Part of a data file
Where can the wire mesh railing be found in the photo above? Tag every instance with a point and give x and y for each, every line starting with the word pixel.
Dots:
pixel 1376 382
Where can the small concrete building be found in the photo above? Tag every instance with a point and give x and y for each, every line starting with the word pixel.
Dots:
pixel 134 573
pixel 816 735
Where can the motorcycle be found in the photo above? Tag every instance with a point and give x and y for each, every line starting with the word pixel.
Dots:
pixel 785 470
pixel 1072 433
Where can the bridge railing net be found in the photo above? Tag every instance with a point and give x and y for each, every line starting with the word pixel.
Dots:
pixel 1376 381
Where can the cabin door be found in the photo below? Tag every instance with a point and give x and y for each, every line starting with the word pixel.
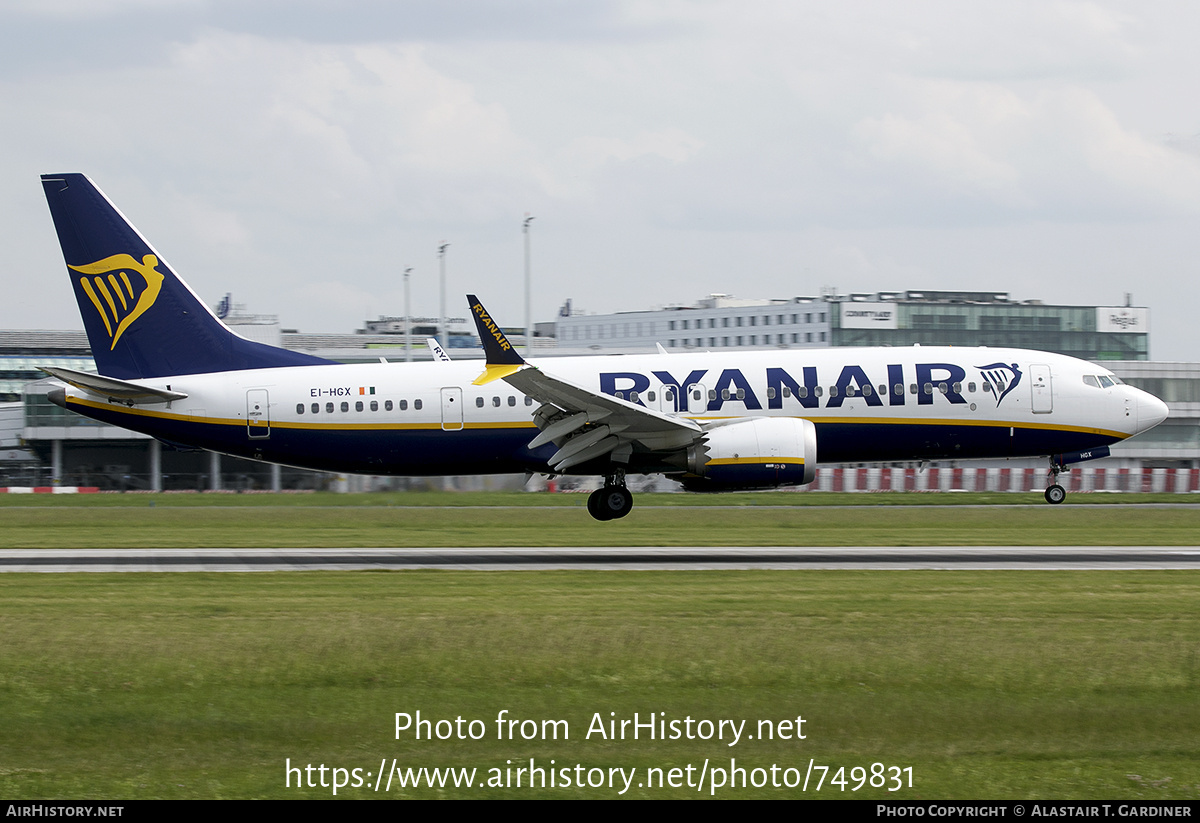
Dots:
pixel 451 409
pixel 1043 395
pixel 258 416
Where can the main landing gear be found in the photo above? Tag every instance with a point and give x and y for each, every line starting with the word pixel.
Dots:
pixel 1055 493
pixel 613 500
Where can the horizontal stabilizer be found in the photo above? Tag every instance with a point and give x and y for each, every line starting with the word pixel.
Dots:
pixel 109 386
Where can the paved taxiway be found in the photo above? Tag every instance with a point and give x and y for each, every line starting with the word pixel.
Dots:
pixel 678 557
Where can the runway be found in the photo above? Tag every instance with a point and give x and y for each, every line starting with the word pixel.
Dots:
pixel 639 558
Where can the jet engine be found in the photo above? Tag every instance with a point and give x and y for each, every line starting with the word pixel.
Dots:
pixel 761 452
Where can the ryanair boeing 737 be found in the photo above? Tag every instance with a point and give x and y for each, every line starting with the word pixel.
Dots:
pixel 714 421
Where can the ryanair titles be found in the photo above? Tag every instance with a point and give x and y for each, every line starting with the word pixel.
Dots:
pixel 895 384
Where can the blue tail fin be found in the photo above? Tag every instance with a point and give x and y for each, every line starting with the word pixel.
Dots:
pixel 142 319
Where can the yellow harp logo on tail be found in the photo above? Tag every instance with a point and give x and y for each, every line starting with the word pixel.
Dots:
pixel 113 293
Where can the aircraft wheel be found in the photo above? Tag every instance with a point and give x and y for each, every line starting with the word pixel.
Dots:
pixel 610 503
pixel 594 505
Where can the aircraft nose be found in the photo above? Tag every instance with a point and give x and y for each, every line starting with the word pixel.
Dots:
pixel 1151 410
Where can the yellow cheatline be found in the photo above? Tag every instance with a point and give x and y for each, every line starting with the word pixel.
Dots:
pixel 747 461
pixel 301 426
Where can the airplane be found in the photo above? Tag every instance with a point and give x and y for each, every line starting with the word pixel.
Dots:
pixel 714 421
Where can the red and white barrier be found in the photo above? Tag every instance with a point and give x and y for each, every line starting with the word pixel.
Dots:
pixel 997 479
pixel 48 490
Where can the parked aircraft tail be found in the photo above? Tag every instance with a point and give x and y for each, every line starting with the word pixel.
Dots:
pixel 142 319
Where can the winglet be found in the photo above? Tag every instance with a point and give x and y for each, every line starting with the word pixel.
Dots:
pixel 502 355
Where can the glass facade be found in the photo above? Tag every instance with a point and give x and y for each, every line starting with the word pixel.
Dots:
pixel 1069 330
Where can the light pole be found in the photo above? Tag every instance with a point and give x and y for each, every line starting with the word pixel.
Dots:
pixel 442 320
pixel 528 318
pixel 408 320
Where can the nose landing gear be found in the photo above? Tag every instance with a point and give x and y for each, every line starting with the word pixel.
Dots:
pixel 1056 493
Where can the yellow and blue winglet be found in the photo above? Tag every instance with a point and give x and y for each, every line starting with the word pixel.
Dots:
pixel 502 356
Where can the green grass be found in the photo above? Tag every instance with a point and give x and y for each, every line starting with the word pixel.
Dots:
pixel 988 684
pixel 568 500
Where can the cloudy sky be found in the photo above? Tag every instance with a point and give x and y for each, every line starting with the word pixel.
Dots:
pixel 300 154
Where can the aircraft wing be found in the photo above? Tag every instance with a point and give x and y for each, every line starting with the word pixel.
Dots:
pixel 586 425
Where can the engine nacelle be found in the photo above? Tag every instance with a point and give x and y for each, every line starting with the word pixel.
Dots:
pixel 761 452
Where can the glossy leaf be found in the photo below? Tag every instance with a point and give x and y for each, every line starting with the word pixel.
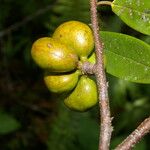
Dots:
pixel 135 13
pixel 7 123
pixel 127 57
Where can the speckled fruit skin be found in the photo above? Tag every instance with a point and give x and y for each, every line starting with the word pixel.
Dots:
pixel 54 56
pixel 61 83
pixel 76 35
pixel 84 95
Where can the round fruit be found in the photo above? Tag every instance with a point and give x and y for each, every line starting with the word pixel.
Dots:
pixel 61 83
pixel 84 95
pixel 54 56
pixel 76 35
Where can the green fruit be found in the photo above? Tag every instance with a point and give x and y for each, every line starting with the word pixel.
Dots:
pixel 76 35
pixel 54 56
pixel 61 83
pixel 84 95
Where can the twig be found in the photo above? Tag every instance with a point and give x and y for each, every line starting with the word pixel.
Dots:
pixel 135 136
pixel 106 129
pixel 25 20
pixel 104 3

## TASK DIRECTIONS
Copy the listing above line for line, without the pictures.

## ANSWER TO THE EXERCISE
Where can the wire mesh railing be found in the photo above? Tag every instance with a point and give x and y for each, every line starting with the word pixel.
Dots:
pixel 1376 382
Where can the small concrete building be found in the photo above? Tag every instance with a point and give x and y for each, every line starting with the word pixel.
Dots:
pixel 134 573
pixel 816 735
Where can the motorcycle be found in the photo above? Tag every instance with a point and give x and y for each, every line starting with the word pixel.
Dots:
pixel 785 470
pixel 1072 433
Where can the bridge railing net be found in the photo above? Tag every instance with a point and give x and y for each, every line starting with the word pixel.
Dots:
pixel 1376 381
Where can the cabin door be found in the photo below? Tag every instance with a point and give x and y for each, every line starting with the word pixel.
Dots:
pixel 451 409
pixel 1043 395
pixel 258 416
Where can the main landing gear be found in the photo above? Tag every instance with a point and give x and y for each, every line starting with the word pixel.
Dots:
pixel 1055 493
pixel 613 500
Where can the horizontal stabilizer be found in the photo above? Tag every instance with a point and give x and y for each, every line starting with the word pixel.
Dots:
pixel 109 386
Where can the paved taxiway be found in the photo above? Tag every instance with a point and give x and y for each, every line starting with the word pixel.
Dots:
pixel 678 557
Where can the runway be found in the photo above? Tag every instance with a point and give x and y for each, every line starting with the word pixel.
Dots:
pixel 639 558
Where can the jet engine be found in the photo above? Tag every instance with a point and give x and y for each, every line starting with the word pixel.
Dots:
pixel 761 452
Where can the ryanair boeing 737 be found in the photo above? Tag every instance with a point and give x and y for each, every line starting with the word pixel.
Dots:
pixel 714 421
Where can the ryanair titles be found in the photo above? Tag every instance with a point and give x and y for each, every line starting with the word pixel.
Dots:
pixel 895 384
Where can the blue tail fin be found in the photo above? Tag every instance with a point and give x and y for each, every line starting with the word pixel.
Dots:
pixel 142 319
Where can the yellow harp logo on tail be found in the photo above? Tag every instance with a point and give x and y for each, every line starting with the word pixel.
Dots:
pixel 113 293
Where can the aircraft wheel be found in the photo above? Tag every instance with a point and give x and y for each, every line starting with the word pixel.
Dots:
pixel 610 503
pixel 594 505
Where can the aircraft nose be found in the photo above? Tag every instance with a point and give x and y for each, every line starting with the word pixel.
Dots:
pixel 1151 410
Where can the yellow cheatline be found in the photo above? Tag every instance with a point and give x and y for each, every line starting with the word pixel.
Dots:
pixel 747 461
pixel 301 426
Where can the airplane be found in the photo above? Tag every instance with a point and give x and y for each, every line starting with the word pixel.
Dots:
pixel 714 421
Where can the red and white barrier be found in the photo above? Tag every instance with a point and give x and y for each, every line starting with the word pixel.
Dots:
pixel 997 479
pixel 48 490
Where can the parked aircraft tail be found in the photo above? Tag every instance with a point and give x and y for each, every line starting with the word pixel.
Dots:
pixel 142 319
Where can the winglet be found in the photo above? Tag every instance with a point and give x and y for each, every line starting with the word pixel.
Dots:
pixel 502 355
Where can the glass facade be found in the photo above? Tag every instance with a point and give x and y for each, every line starting with the word pixel.
Dots:
pixel 1069 330
Where can the light pole be found in the photo above? Tag every instance with a point and give x and y for each, every line starting with the word pixel.
Dots:
pixel 442 320
pixel 528 318
pixel 408 320
Where can the nose landing gear be found in the photo above? Tag every instance with a point and give x and y for each, every line starting with the word pixel.
Dots:
pixel 1056 493
Where can the yellow and blue winglet be found in the photo above? Tag every instance with a point and give x and y for each, every line starting with the word pixel.
Dots:
pixel 502 356
Where can the green grass be found in the photo above? Tag every instance with a point and give x and y for each, every line starting with the word pixel.
Dots:
pixel 988 684
pixel 568 500
Where can the cloudy sky be found in the photo above? Tag every instance with a point and give x and y for each, every line starting with the word pixel.
Dots:
pixel 300 154
Where can the aircraft wing be found in the photo above? Tag every instance with a point and give x and y for each, every line starting with the word pixel.
Dots:
pixel 586 425
Where can the engine nacelle be found in the photo above? Tag every instance with a point and give x and y for each, every line starting with the word pixel.
Dots:
pixel 761 452
Where can the glossy leaf be found in the photo below? Tag every instance with a point and give x and y for each, every line starting with the word pixel.
Dots:
pixel 135 13
pixel 7 123
pixel 127 57
Where can the speckled fruit skin be found in the photo above? Tag every instance with a point and give x and y for each, every line starting with the word pixel.
Dots:
pixel 54 56
pixel 61 83
pixel 76 35
pixel 84 95
Where can the round fruit be found in the photo above? Tag every instance with a point and give x and y for each, every line starting with the word pixel.
Dots:
pixel 61 83
pixel 84 95
pixel 54 56
pixel 76 35
Where can the green fruit be found in the photo above? Tag every instance with a point and give x and y for each, every line starting with the word pixel.
Dots:
pixel 76 35
pixel 54 56
pixel 61 83
pixel 84 95
Where can the twig be found in the photo above? Tag every instance with a point and give x and y for each, every line starting with the word pixel.
Dots:
pixel 135 136
pixel 106 129
pixel 25 20
pixel 104 3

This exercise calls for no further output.